# Start of ENTRIES SHOWN

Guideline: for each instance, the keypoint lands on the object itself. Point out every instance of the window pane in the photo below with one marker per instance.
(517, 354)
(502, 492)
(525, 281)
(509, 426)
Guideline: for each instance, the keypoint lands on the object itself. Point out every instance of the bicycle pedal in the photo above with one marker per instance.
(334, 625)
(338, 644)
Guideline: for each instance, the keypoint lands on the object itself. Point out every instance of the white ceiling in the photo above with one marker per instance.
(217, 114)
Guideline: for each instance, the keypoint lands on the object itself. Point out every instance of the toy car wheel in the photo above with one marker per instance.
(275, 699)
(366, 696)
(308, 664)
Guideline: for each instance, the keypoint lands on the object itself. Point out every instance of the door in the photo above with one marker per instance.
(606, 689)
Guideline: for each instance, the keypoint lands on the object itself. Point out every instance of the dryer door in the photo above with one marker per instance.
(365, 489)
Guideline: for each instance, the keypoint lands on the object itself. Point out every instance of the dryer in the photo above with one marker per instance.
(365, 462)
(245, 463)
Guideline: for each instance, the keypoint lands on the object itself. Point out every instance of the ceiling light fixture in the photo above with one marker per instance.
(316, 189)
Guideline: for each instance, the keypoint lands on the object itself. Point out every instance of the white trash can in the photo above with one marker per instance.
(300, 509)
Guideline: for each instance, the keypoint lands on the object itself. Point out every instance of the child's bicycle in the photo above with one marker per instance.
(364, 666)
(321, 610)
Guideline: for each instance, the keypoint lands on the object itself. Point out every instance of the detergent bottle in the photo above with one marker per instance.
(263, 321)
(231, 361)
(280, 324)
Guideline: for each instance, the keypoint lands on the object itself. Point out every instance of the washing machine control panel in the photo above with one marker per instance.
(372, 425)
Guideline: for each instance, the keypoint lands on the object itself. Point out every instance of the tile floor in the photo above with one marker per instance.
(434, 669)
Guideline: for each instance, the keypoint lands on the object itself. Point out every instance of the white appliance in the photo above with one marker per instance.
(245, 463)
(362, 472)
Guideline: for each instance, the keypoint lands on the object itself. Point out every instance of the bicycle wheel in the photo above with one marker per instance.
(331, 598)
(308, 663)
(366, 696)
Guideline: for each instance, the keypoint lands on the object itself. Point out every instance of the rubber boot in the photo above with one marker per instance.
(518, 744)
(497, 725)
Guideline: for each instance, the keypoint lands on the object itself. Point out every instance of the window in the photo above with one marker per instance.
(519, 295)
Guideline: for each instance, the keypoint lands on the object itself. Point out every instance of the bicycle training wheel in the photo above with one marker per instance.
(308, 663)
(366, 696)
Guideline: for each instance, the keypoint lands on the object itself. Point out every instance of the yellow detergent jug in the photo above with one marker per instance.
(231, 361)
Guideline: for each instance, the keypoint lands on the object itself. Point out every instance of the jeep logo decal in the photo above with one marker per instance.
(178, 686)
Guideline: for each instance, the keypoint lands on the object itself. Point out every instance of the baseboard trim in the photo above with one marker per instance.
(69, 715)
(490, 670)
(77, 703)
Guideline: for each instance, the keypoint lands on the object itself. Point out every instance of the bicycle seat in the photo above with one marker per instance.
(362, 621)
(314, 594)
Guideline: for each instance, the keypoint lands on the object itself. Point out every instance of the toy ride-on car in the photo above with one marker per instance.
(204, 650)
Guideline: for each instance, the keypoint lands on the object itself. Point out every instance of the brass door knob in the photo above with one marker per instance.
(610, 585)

# End of ENTRIES SHOWN

# OBJECTIVE
Copy out every one of the entries above word for word, with no changes.

# EXPECTED ANSWER
Guideline: for each instance, the keypoint lands on the object itself. Point out every instance of the window pane in the photo below with one marker per instance.
(517, 354)
(502, 492)
(525, 281)
(509, 426)
Guideline: for each instance, the keypoint lands on the object itself. Point out every instance of the bicycle pedal in the photo above with one marker per instance.
(334, 625)
(338, 644)
Guideline: for each instance, the keypoint lands on the object itself. Point out every instance of the white ceiling in the photo above with one marker per instance.
(217, 114)
Guideline: for each instance, the keypoint lands on the object itself. Point out every instance of the toy car wheel in the photo above with one marker per instance.
(275, 699)
(366, 696)
(308, 664)
Guideline: for each instance, the keypoint lands on the object itself. Point out every instance of the door in the photo above with one marker per instance.
(606, 689)
Guideline: for each instance, the keypoint lands on the object itself. Point out every instance of the dryer door in the photo above with one marker per instance.
(365, 489)
Guideline: for each instance, the keypoint lands on the object itself. Point out every instance of the dryer in the photo above with one marker per instance.
(365, 462)
(245, 463)
Guideline: for each instance, the keypoint lands on the object itself. Point out every instance of the ceiling light fixture in the photo above with one marker per instance.
(316, 189)
Guideline: for each instance, the keypoint lands on the object itself. Point out every instance of the white trash can in the photo above with one marker per instance.
(300, 509)
Guideline: for each instance, the keypoint lands on the object itself. Point out every instance of the child's bicycle in the photo above with one marker per instance.
(364, 666)
(321, 610)
Guideline: for each instance, the keypoint lands on the object itself. Point out every instance of the detergent bottle in the photo above with one marker per instance.
(263, 321)
(231, 361)
(280, 324)
Guideline: for each instance, the keypoint lands on the object itself. Point out every instance of the washing machine control panel in the photo above with one marker per instance.
(372, 425)
Guideline: for each instance, the keypoint lands on the object itself. Point out every instance of the tile floor in the photo above with one marker per instance.
(434, 669)
Guideline: for each instance, the keypoint lands on the object itself. Point out every instance of the white appliance in the photo above with one marker per instance.
(245, 463)
(362, 472)
Guideline: for each instance, the keypoint lands on the object itself. Point out every instance of the bicycle wheel in the photo above with one marker per instance.
(331, 598)
(308, 663)
(366, 696)
Guideline: for each instance, the keypoint lands on the object itself. Point out every instance of the rubber boot in the photo above with one marker per instance.
(518, 744)
(497, 725)
Guideline: for each instance, the keypoint lands on the object itself. Point out every instance of the window in the photo above with one marker per instance.
(519, 295)
Guideline: for each instance, the keypoint lands on the object itself. Point out every instance of the bicycle training wheel in the photo above with one marker per instance.
(308, 663)
(366, 696)
Guideline: for each instance, the keypoint lands on the object itself. Point out every instance of the yellow detergent jug in the photo above with one marker per instance.
(231, 361)
Guideline: for each instance, the keypoint lands on the object itself. Point out every instance of the jeep logo decal in the photo above with one marker per instance.
(178, 686)
Guideline: for each instance, the keypoint lands on the object itself. Point out every instance of the baseboard trim in the photo above with one marker per instance.
(69, 715)
(490, 670)
(77, 703)
Guideline: for each instance, the keypoint lands on the object itself. Point out every instance of the bicycle seat in the photo above with one marker per instance.
(362, 621)
(314, 594)
Guideline: for each instance, the keypoint lands on the object itself. Point out every instance of the toy ride-on car in the photo above with one marker per instance.
(204, 650)
Guideline: for each instance, the keypoint lands on the object itself. Point out every instance of the brass door knob in the photo above with one marker per instance.
(610, 585)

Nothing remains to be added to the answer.